● Required work
**A)** In the biography of Josèphe Jacquiot, which town did her family move to after her father died in 1938?
**B)** Continue the biography of Josèphe Jacquiot from its last sentence.

● Page extract
____________________

- Born: 24 April 1910 Loches, France
- Died: 2 August 1995 (aged 85) Villeneuve-Saint-Georges, France
- Resting place: Perrusson
- Monuments: Musée municipal Josèphe Jacquiot
- Education: École du Louvre
- Occupations: Numismatist, politician

= Josèphe Jacquiot =

French numismatist and politician (1910–1995)

Josèphe Jacquiot (/fr/; 24 April 1910 – 2 August 1995) was a French Resistance fighter, numismatist, and politician. Noted for her work on the medals of Louis XIV and Louis XV, she was also the founder of the first co-educational school in the Île-de-France and a museum in her home of Montgeron; she also served as mayor of the town. The museum was later renamed in her honour as Musée Josèphe Jacquiot.

== Biography ==
Jacquiot was born on 24 April 1910 in Loches. Her family moved to Montgeron after the death of her father in 1938. She graduated from higher education in history and geography from the École du Louvre. During the Second World War she joined the local Resistance.

____________________

● Excerpted records
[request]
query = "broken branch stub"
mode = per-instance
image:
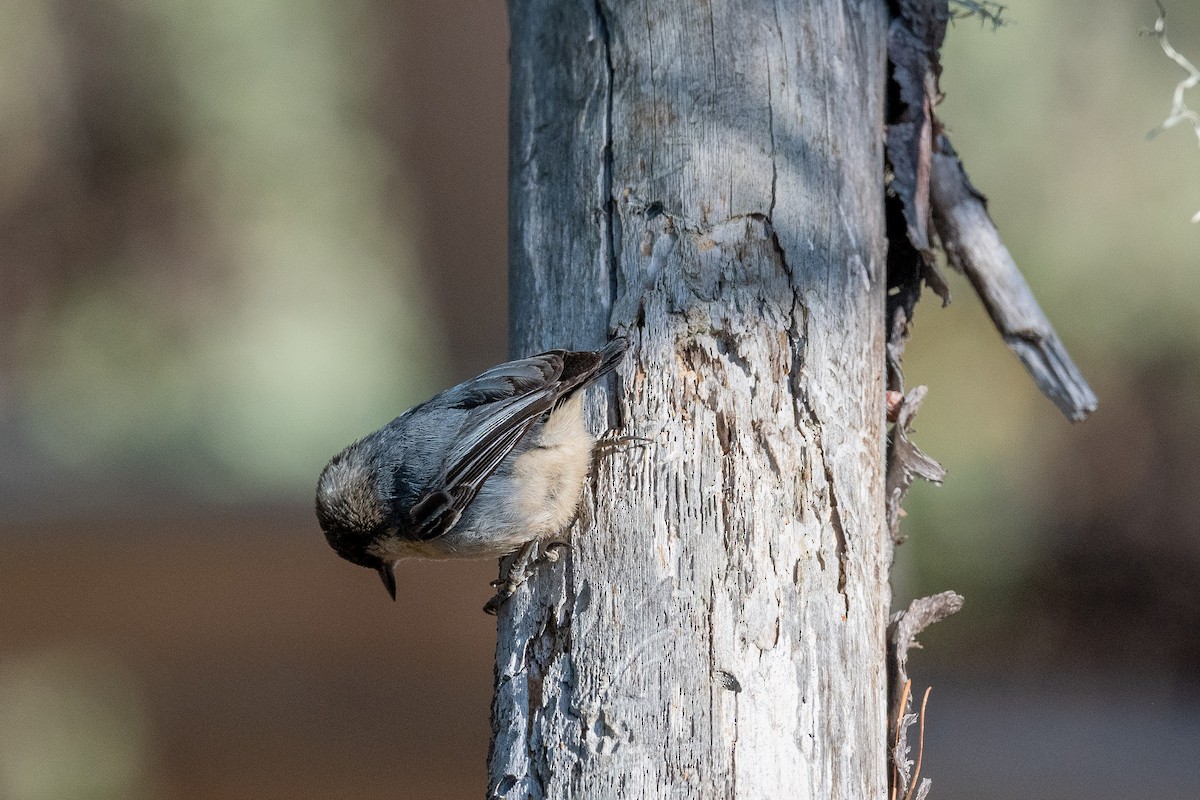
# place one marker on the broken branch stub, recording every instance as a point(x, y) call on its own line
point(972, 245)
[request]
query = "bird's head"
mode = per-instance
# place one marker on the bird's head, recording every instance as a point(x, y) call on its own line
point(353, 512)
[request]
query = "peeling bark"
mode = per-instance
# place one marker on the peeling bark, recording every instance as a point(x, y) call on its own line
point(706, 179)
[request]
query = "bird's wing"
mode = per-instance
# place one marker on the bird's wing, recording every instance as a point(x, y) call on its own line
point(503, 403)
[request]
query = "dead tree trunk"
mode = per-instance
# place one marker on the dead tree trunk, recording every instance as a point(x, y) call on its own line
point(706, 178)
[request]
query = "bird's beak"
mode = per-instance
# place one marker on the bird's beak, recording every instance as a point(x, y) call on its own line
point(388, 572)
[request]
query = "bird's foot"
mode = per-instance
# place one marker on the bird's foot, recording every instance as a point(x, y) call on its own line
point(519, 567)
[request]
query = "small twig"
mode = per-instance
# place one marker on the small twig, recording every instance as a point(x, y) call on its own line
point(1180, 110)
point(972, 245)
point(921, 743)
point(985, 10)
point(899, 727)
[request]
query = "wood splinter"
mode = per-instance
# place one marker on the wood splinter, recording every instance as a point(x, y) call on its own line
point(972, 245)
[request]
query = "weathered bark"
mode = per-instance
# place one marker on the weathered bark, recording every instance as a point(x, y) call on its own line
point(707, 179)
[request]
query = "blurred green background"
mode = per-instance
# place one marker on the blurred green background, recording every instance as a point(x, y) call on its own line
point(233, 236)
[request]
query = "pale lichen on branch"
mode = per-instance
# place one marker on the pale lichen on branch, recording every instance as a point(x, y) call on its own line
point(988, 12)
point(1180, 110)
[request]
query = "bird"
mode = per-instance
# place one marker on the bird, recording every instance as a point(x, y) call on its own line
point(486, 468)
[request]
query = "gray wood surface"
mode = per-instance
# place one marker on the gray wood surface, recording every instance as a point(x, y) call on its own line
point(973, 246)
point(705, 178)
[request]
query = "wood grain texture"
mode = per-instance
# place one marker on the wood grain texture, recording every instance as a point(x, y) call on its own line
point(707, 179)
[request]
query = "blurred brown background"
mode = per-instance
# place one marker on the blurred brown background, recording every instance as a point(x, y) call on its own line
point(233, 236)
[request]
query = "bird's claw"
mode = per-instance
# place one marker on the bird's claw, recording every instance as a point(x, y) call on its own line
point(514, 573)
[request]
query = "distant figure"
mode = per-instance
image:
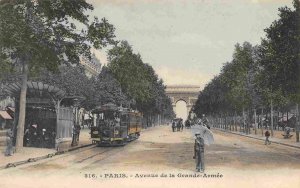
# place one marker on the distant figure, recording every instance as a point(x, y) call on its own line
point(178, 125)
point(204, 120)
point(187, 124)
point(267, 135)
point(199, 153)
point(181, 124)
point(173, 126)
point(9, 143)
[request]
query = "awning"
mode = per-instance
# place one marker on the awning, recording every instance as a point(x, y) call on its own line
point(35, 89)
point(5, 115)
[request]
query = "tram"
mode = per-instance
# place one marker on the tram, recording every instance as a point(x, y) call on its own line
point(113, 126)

____________________

● Answers to this exercise
**A)** Montgeron

**B)**
In May 1945 Jacquiot was elected mayor of Montgeron. A result of this election meant she became one of the first female mayors in France. Her tenure as mayor lasted for two years, during which time she requisitioned housing for refugees and created free medical care for some of the poorest people in the town. She lost the 1947 election. In 1949 she founded the first school in the Île-de-France area that was also co-educational.

After she lost the mayoral election, she continued her studies and forged a career in numismatics, becoming a renowned authority on medals. In 1959 she was appointed as a curator at the Cabinet des médailles in Paris. She was also a lecturer at the École du Louvre and the Monnaie de Paris. She drew on her expertise to study Claude François Menestrier's 1691 work on medals and jetons, and its subsequent editions. She was an expert on the medals of Louis XIV, as well as satirical medals of the era. Her work on the catalogue of medals of Louis XV was praised by Mark P. Jones as providing "enlightening notes, and detailed bibliographies".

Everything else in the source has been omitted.